**ЗАДАНИЯ**
A - Изложите в двух предложениях фрагмент о страхе смерти у Достоевского.
B - Напишите продолжение фрагмента о страхе смерти у Достоевского, начав сразу после его последнего предложения.

**ФРАГМЕНТ ТЕКСТА**
Великие смерти: Тургенев. Достоевский. Блок. Булгаков - страница 28

стр.

Так, записывает Анна Григорьевна в пятницу 18 октября, он «пожелал мне долгого счастья на свете», то есть счастья без него, после него, причем слова эти были сказаны в полубеспамятстве, сразу после тяжелого приступа эпилепсии. Стало быть, в подкорке сидела эта свербящая мысль — мысль о ее жизни после него, равно как и мысль о смерти, могущей настичь его в любой момент.

«Он все жалуется, что у него сердце останавливается», — читаем в том же расшифрованном — вопреки воле автора — дневнике. И здесь же, тремя неделями раньше: «Он все говорил, что боится так страшно умереть. И просил, чтобы я посматривала за ним». Анна Григорьевна простодушно записала эти слова, не подозревая, что ее муж не то что стесняется своего страха, но считает его чем-то недостойным. Не зря его любимые герои лишены его, а те, кого он не жалует, откровенно, почти бесстыдно признаются в нем. «Я смерти не люблю и боюсь ее», — говорит в «Униженных и оскорбленных» князь Валковский. Ему вторит — правда, на свой лад — Петр Верховенский в «Бесах». «Если вы умираете и так неравнодушны, то... всё это очень опасно», — заявляет он Кириллову, решившемуся из метафизических соображений убить себя. А опасно потому, что Кириллов пообещал взять на себя, перед тем как уйти в мир иной, вину за кровопролитие. Но если неравнодушен, то вдруг раздумает убивать себя или, что еще опасней, брать чужую вину? В глазах таких, как Петя Верховенский, именно равнодушие — залог успеха в его бесовских делах.

**МАТЕРИАЛ**
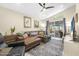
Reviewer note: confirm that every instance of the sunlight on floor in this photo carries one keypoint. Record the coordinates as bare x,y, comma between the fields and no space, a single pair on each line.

**ОТВЕТЫ**
A - Дневник Анны Григорьевны показывает, что Достоевского не оставляли мысли о смерти и о ее жизни после него: он жаловался, что у него останавливается сердце, и говорил, что боится страшно умереть. Этот страх он считал чем-то недостойным, поэтому его любимые герои его лишены, а нелюбимые, например князь Валковский, откровенно в нем признаются.

B -
Достоевский равнодушие ненавидел люто, но смиренное христианское принятие смерти и равнодушие к ней — вещи абсолютно разные...

По сути, вся его жизнь после того декабрьского утра 1849 года, когда из Петропавловской крепости их доставили к месту казни, была жизнью на Семеновском плацу, жизнью в постоянном, хотя, чаще всего, и в бессознательном ожидании смертельного выстрела, могущего прозвучать когда угодно, причем не обязательно — даже совсем не обязательно — из огнестрельного ствола. Вообще снаружи...

Как и следовало ожидать, убийственный выстрел этот раздался изнутри. Достоевский всю жизнь ждал его, коварного своей внезапностью, и потому-то так спешил, так боялся не успеть. «Сколько образов, выжитых, созданных мною вновь, погибнет, угаснет в моей голове!..» — писал он брату, возвращенный в камеру после инсценировки расстрела, писал в преддверии каторги, где ему вряд ли дозволят взять перо в руки.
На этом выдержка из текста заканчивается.